LISTED ENTRIES —
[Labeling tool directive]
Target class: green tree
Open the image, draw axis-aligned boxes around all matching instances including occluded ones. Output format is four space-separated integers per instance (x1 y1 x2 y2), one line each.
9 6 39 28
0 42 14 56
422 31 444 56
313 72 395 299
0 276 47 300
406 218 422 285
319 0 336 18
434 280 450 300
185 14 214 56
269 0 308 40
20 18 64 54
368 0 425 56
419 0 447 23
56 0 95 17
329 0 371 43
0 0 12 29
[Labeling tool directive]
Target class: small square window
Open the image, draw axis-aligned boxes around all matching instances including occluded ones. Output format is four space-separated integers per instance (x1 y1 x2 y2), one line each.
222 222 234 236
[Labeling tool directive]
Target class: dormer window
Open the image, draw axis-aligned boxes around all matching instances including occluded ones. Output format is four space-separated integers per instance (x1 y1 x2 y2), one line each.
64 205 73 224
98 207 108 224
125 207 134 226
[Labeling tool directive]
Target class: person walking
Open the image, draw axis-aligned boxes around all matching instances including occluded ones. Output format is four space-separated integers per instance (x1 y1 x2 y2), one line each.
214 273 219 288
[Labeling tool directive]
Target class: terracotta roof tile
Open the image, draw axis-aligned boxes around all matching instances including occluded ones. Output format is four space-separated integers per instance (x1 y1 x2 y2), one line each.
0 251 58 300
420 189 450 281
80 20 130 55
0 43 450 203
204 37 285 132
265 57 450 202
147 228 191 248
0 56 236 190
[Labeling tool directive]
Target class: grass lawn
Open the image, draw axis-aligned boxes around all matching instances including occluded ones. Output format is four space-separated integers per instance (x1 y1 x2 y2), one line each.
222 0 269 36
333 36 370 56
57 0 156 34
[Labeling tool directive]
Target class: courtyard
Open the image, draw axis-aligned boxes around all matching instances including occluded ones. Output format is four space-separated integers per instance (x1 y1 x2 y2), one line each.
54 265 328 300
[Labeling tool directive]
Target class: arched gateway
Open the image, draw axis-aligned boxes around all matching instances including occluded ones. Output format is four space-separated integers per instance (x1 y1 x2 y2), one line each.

PROBLEM TO WORK ON —
Reproduce the records from the start through the line containing "54 265 328 300", replacing "Target class" with "Object category" and leaving everything else unchanged.

FULL ANSWER —
[Labeling tool directive]
Object category: green tree
Open the image, draw axis-aligned boxes around all matching instances including occluded ones. Output format is four space-separated integers per instance (x1 y1 x2 y2), one line each.
9 6 39 28
0 42 14 56
422 31 444 56
313 72 395 299
0 276 47 300
406 218 422 285
319 0 336 18
434 280 450 300
185 14 214 56
269 0 308 40
20 18 64 54
368 0 425 56
419 0 447 23
56 0 95 17
329 0 371 43
0 0 12 29
[Labeling tool directive]
Object category: small square window
Open the image, draw axis-aligned boxes around all matching instances including occluded ones. Output format is four space-separated integers per instance (x1 y1 x2 y2), one line each.
222 222 234 236
[Labeling tool directive]
Object category: dormer window
Open the image, draw axis-aligned boxes around all matching instances including occluded ones. Output format is four space-separated integers per instance (x1 y1 x2 y2), one line each.
64 205 73 224
98 207 108 224
125 207 134 226
[Labeling tool directive]
Object category: person walking
Open the image, draw axis-aligned boxes around all matching instances including occluded ones. Output format is four space-separated integers per instance (x1 y1 x2 y2), one line each.
214 273 219 288
[Labeling tool directive]
Object category: terracotta roof tile
Open the image, draw axis-aligned boxes around all matching instances including occluded ones. Output format is four space-separated integers per instance (x1 y1 x2 y2), one line each.
0 251 58 300
420 189 450 281
80 20 130 55
0 43 450 203
204 37 285 132
265 57 450 202
147 228 191 248
0 56 236 190
[Labeling tool directive]
Object category: grass lawn
Open the image, draw axis-aligned boxes around all matching instances including occluded ones. Output format is four space-separated integers per instance (x1 y1 x2 y2), one line each.
222 0 269 36
333 36 370 56
57 0 156 34
[Labeling tool directive]
Object category: courtyard
Open the image, draw axis-aligned boxes around all matching instances including occluded ones. Output format is four space-separated integers per instance (x1 y1 x2 y2), one line each.
54 265 328 300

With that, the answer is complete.